*** Supplied data Section Begins ***

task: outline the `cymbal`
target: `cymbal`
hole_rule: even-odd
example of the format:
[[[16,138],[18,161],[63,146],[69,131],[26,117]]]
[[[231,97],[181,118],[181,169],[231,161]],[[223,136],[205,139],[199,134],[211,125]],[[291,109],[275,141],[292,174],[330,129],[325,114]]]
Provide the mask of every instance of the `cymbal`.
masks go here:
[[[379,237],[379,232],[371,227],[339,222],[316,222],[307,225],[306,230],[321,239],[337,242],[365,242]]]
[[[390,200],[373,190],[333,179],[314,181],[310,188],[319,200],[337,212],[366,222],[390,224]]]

*** Supplied data Section Ends ***

### Task goal
After locating the line containing "Provide the mask", write out that line and all remaining lines of the records exactly, with nothing added.

### Result below
Provide the mask of every instance of the `cymbal`.
masks go here:
[[[379,237],[379,232],[371,227],[339,222],[316,222],[307,225],[306,230],[321,239],[337,242],[365,242]]]
[[[390,200],[373,190],[333,179],[314,181],[310,188],[319,200],[337,212],[366,222],[390,224]]]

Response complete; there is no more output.